A major health data plan is on the verge of being called off, to never have a chance again. It is supposed to anonymise all the patient records in the National Health Service (NHS) in the UK, linking them together into one single, giant database, and making them available under controlled use conditions to health researchers and (controversially) to commercial companies too. Public outcry has led to the plan being delayed for six months.
In an article published in The Guardian last week, Ben Goldacre, a medical doctor and high-profile media commentator on science matters, rightly identifies what the point is: in principle, the public accepts release of data for scientific purposes, but resists commercial exploitation. And rightly so: medical knowledge results from the study of several cases, and the higher the availability of cases, the more accurate the results; in the era of big data, it is also clear that aggregation and sharing of a wealth of data such as those held by the NHS is a unique opportunity for medical science to discover ways of saving lives. On the other hand, use of data for any other purposes looks much more opaque, and people understandably feel it might lead to discrimination and potentially negative individual consequences, for example if disclosure of the health history of a person results in higher insurance premiums, or rejection of job applications.
It is a recent, worldwide trend to rely more and more on administrative records, such as the health records of the NHS, for statistical and research purposes. It is not just health but also education (school records), pensions, taxation, prisons and so on. Digitization of public services and better record-keeping, together with improved computational and data storage capacity, make it possible to aggregate and link multiple sources: for example in the case of health, these could be visits to the GP, hospital episodes, vaccination, treatments received, blood test results and so on. This is a gold mine for research, as it enables, for example, to correlate blood tests and treatments on a very large scale, so as to make a more accurate assessment of the possible side effects of a drug. These data are cheaper to assemble and maintain that old-fashioned surveys, and are widely thought to be more accurate: a patient who is asked to tell their medical history to an interviewer may forget, misrepresent or even deliberately conceal something, while official records would tell the full story. The trend toward greater use of administrative data in public services parallels the exponential growth of big-data record-keeping by private firms.

= = =

## DIRECTIONS
a) Answer each question from the passage on the NHS health data plan.
(i) For how long has the plan been delayed, and what led to the delay?
(ii) In which newspaper did Ben Goldacre's article appear?
(iii) Besides health, which kinds of administrative records does the passage list?
b) In one to three sentences, give the reason the passage on the NHS health data plan offers for why official records are widely thought to be more accurate than surveys.
c) Extend the passage on the NHS health data plan, starting right after its final sentence.

= = =

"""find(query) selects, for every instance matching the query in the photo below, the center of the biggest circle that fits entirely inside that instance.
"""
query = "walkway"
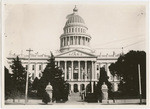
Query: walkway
(75, 98)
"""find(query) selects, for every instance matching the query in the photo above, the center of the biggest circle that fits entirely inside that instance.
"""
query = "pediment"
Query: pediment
(76, 53)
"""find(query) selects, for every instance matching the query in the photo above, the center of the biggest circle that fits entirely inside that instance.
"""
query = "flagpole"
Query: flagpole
(26, 91)
(140, 91)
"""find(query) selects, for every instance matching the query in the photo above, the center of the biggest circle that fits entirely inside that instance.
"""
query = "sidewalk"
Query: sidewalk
(80, 102)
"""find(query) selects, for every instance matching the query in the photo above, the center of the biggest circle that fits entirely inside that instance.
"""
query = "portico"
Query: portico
(78, 67)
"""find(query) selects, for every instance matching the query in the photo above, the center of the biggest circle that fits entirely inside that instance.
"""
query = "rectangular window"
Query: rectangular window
(32, 67)
(39, 67)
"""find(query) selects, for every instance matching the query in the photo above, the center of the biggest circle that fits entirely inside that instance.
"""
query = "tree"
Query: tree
(103, 78)
(54, 75)
(18, 78)
(127, 68)
(8, 83)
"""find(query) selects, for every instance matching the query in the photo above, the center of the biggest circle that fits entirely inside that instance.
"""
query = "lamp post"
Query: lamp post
(26, 91)
(140, 91)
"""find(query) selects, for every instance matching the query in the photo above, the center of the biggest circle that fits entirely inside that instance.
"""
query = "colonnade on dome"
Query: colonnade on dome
(75, 40)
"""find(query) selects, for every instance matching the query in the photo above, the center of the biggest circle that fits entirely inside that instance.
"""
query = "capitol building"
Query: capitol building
(76, 58)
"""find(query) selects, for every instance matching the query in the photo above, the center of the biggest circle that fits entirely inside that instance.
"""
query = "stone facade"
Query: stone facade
(79, 63)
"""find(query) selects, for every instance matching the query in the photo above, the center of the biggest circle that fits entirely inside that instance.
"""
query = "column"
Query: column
(83, 40)
(99, 70)
(79, 71)
(92, 70)
(72, 87)
(72, 70)
(35, 70)
(64, 41)
(106, 68)
(69, 40)
(95, 71)
(58, 63)
(92, 87)
(65, 70)
(73, 40)
(86, 70)
(79, 87)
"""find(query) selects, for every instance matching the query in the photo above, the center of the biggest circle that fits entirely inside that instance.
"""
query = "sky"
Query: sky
(39, 26)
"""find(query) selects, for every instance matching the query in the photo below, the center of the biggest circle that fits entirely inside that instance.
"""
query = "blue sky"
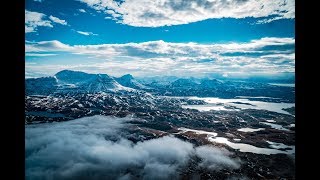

= = =

## ANSWERS TO THE TASKS
a)
(i) Six months, because of public outcry.
(ii) The Guardian.
(iii) Education (school records), pensions, taxation and prisons.

b) A patient telling an interviewer their medical history may forget, misrepresent or deliberately conceal something. Official records would instead tell the full story.

c)
There is a lot of uncertainty, though, on the way administrative records are handled and on the protection of confidentiality. Individuals are still rarely asked for their informed consent to have their data (whether it is medical, educational or tax / pension related) re-used afterwards, contrary to what is routinely done for surveys, experiments and clinical trials. Though the practice of seeking informed consent is slowly spreading, it still does not cover older data. Re-use is also a complex matter. While the principle of re-use for non-commercial research only is widely shared, it is sometimes difficult to define what research is. Shall we interpret it restrictively to include only University-like institutions? What about charities, research services in government departments or other public agencies, trade unions, and international instuitutions like the OECD? Sometimes it may even seem illogical to leave out private companies altogether — you may think, for example, that use of data by pharmaceutical companies serves the public good, and should be authorised, if it helps to better assess the side effects of a drug.
Use of public-sector data for research purposes may seem to many a complex matter, of interest only to a bunch of lawyers and academics; but in fact, it is something that affects us all, all the more so as use of administrative data grows in size and importance. We want to facilitate research that benefits us as patients, students, pensioners or tax-payers, and we do not want our personal information to be misused. We are all caught in this tension, and this is why we should all care.